2012年6月18日
私の子供をはじめとする家族への接し方に関し、配偶者からは、「あなたの『まずは、やらせてみる』という方法は、最初はどうかと思ったけれど、効果的ね」と言われています。
この方法論は、私の経験に基づくものです。
過去、「失敗するに違いない」と思い、良かれと考えて、あれこれ言っても、相手は、「なぜ反対するのか」等のネガティブな反応を持たれるばかりでした。
私が、これら過去の仕事の経験から理解したことは、言われて分かるような人は、言われなくても気づいているということであり、逆に言えば、自分で考えて気づかない人は、やってみないと分からない人なのだということです。
このことは、財務部長として就任して最初に担当した第1回目のCT・MRIの共同入札(写真)の際にも実感しました。この共同入札は、やるということと第1回会議の日取りだけは私の前任者が決めていましたが、どのような方法論でやるかは全く決まっていませんでした。悪いことに、第1回の会議参加者は、共同入札をする目的について院長等から何も聞いておらず、国立病院機構のできたばかりの投資ルールの考え方(自分で買う=自己責任)に慣れていないこともあり、何でも買ってもらえると錯覚しているようでした。

* 指示 *
抜粋文によると、筆者が「まずは、やらせてみる」という方法をとるのはなぜですか。1～3文で説明してください。

データセットに含まれる項目
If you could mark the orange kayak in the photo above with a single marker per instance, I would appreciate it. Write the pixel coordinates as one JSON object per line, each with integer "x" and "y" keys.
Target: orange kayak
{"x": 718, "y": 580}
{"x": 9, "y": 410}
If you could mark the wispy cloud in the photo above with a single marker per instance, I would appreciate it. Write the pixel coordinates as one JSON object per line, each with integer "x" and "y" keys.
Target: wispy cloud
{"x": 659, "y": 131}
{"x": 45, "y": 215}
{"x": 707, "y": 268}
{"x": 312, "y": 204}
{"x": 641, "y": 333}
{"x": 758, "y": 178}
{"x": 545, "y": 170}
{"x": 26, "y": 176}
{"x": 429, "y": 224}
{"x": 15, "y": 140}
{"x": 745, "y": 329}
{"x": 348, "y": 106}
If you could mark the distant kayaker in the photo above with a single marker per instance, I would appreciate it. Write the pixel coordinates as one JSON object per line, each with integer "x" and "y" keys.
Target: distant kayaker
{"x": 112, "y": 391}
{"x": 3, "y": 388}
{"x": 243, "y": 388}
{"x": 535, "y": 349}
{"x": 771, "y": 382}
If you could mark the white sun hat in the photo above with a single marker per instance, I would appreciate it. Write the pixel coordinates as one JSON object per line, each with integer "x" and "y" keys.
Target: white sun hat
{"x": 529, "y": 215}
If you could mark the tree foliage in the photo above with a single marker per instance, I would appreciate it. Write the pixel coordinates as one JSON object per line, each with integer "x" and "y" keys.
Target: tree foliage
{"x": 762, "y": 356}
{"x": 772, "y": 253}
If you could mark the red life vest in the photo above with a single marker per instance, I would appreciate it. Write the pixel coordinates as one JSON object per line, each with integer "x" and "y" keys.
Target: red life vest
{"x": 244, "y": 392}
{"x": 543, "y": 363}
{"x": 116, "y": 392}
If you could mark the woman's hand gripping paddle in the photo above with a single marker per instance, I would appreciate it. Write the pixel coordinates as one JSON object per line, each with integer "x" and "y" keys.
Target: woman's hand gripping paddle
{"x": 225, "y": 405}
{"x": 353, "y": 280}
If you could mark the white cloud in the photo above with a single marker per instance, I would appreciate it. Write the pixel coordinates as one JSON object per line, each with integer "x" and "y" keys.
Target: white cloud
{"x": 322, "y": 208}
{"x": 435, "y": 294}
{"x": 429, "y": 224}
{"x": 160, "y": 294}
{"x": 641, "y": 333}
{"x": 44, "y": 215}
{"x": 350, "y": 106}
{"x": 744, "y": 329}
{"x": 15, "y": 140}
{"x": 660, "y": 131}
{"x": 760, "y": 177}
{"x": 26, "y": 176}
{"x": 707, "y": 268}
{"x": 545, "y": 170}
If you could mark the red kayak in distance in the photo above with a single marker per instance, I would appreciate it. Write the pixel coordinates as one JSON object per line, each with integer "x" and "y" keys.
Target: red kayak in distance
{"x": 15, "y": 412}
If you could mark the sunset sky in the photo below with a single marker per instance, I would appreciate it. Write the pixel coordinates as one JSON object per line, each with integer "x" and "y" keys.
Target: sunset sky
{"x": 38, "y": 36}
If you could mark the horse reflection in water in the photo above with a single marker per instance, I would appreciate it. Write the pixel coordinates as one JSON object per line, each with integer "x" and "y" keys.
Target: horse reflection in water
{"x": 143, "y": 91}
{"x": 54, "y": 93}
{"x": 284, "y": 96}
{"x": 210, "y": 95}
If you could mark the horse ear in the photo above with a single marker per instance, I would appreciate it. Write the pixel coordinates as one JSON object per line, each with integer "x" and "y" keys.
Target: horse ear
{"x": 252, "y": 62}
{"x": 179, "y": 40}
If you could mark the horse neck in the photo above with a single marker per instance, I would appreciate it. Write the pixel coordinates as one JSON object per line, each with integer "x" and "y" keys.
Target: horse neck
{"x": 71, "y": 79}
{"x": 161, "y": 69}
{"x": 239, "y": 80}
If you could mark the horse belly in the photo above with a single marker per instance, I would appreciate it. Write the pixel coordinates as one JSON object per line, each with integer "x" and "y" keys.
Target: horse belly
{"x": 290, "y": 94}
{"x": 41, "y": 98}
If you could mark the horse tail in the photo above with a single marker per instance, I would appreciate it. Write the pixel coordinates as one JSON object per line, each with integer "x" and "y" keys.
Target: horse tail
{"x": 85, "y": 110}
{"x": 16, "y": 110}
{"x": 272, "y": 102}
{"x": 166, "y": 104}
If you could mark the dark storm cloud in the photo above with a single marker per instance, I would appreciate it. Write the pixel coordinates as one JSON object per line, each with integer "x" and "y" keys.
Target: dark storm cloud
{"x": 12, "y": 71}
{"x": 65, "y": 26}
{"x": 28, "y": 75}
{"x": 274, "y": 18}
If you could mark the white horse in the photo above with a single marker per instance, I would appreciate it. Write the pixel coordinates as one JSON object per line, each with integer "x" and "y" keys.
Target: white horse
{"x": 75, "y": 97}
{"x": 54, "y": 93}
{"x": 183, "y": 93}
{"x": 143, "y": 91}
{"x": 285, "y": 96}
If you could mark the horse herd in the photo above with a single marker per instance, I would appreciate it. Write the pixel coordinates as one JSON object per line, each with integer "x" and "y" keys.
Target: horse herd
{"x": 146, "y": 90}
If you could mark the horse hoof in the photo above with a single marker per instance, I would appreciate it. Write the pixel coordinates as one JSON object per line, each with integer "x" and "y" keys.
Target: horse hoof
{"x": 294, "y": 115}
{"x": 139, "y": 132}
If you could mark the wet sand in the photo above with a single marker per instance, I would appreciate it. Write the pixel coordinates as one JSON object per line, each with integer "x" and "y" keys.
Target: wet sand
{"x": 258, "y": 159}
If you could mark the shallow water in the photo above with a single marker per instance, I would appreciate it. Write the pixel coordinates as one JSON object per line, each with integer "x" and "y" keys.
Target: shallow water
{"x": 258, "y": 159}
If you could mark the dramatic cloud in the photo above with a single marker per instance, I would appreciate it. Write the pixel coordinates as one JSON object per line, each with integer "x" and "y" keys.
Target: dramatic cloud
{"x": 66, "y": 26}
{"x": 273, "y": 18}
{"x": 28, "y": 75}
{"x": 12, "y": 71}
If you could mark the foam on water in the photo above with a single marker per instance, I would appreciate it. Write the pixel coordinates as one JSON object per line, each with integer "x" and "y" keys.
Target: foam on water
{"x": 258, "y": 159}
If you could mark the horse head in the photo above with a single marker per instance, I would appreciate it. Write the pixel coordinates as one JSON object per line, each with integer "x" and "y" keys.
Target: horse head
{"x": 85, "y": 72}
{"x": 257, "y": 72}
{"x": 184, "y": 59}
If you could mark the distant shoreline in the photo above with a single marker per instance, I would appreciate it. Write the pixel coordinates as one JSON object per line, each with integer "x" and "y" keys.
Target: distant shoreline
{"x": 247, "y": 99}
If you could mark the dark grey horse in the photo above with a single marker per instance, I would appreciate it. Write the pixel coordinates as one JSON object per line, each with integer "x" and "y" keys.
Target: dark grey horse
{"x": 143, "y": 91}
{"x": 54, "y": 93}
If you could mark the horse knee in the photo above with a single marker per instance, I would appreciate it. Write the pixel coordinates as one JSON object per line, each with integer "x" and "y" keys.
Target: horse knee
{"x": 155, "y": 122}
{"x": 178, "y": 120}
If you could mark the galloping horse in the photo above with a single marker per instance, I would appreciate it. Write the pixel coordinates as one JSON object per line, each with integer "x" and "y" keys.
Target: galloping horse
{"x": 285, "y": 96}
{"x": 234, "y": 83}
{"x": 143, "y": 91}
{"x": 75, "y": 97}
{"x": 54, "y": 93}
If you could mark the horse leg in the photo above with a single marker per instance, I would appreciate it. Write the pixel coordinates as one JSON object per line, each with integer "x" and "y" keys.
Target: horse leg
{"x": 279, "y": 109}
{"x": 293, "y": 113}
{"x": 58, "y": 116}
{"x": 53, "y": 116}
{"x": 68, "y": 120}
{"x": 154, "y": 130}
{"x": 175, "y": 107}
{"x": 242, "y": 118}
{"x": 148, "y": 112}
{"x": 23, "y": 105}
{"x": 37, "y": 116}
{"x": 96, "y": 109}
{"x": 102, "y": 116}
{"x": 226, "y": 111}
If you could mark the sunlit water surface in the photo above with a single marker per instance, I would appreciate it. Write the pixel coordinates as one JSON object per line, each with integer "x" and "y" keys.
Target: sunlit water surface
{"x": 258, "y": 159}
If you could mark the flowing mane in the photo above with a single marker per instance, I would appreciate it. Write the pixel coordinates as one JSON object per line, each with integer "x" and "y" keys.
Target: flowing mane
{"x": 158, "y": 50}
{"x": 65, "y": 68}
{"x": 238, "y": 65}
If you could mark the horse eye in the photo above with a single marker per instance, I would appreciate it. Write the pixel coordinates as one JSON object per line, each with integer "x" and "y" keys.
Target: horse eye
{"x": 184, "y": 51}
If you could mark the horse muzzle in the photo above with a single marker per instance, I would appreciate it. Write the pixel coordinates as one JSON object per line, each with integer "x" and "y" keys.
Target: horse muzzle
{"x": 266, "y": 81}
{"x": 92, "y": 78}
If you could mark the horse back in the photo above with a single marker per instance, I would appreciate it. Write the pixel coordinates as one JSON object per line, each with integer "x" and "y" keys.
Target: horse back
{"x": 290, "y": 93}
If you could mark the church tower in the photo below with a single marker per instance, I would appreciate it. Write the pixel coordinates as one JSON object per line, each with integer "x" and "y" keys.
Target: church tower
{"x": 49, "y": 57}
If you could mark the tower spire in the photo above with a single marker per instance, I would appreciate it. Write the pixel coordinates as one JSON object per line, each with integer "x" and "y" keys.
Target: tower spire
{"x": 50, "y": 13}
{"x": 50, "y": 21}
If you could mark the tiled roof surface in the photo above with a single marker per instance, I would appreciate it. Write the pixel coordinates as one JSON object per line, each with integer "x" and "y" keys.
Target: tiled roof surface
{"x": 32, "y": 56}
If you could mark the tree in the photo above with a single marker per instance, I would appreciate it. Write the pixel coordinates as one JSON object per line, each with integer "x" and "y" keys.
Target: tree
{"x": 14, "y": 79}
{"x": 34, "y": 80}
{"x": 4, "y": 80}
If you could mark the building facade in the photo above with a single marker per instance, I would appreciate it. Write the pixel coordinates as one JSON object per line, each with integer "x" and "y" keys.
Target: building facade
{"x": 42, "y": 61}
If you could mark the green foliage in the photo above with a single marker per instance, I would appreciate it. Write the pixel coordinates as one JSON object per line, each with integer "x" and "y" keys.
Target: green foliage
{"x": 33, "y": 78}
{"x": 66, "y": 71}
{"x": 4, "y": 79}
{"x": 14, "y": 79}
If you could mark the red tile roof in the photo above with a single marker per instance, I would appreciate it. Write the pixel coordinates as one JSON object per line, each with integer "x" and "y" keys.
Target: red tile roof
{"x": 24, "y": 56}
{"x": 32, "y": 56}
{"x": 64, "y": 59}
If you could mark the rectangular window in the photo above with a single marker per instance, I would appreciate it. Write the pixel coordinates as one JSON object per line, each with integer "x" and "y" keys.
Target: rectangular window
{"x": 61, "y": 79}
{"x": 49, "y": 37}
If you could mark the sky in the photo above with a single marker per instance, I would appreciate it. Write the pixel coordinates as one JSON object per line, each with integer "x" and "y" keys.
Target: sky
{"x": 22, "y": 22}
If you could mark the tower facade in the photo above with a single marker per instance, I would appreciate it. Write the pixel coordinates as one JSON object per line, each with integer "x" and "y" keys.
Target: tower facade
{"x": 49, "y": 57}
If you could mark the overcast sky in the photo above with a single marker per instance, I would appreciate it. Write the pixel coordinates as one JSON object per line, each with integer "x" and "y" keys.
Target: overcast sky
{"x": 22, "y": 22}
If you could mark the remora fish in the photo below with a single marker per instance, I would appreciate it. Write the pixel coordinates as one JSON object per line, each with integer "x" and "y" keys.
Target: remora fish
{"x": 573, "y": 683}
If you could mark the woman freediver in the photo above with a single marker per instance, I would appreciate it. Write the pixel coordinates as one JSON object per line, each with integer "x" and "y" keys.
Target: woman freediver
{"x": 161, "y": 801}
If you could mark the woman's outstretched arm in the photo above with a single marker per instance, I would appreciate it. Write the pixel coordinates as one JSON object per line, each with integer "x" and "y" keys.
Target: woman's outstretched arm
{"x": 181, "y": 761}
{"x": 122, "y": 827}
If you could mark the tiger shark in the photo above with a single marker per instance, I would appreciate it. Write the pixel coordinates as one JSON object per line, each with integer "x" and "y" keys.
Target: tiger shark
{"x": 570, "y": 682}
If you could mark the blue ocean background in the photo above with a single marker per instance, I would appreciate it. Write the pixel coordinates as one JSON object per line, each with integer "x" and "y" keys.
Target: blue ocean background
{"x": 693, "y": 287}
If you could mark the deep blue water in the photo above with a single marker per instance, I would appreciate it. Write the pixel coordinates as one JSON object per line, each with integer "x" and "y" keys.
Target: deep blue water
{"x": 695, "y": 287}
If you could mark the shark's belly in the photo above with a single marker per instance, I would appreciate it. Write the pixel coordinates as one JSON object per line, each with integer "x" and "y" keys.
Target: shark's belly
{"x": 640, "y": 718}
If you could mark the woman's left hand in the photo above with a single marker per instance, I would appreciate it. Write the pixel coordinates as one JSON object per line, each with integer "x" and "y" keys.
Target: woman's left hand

* 解答 *
かつて筆者は「失敗するに違いない」と思い、良かれと考えてあれこれ言いましたが、相手からは「なぜ反対するのか」といった否定的な反応が返ってくるばかりでした。その経験から、言われて分かる人は言われなくても気づいており、自分で考えて気づかない人はやってみないと分からない人だと理解したからです。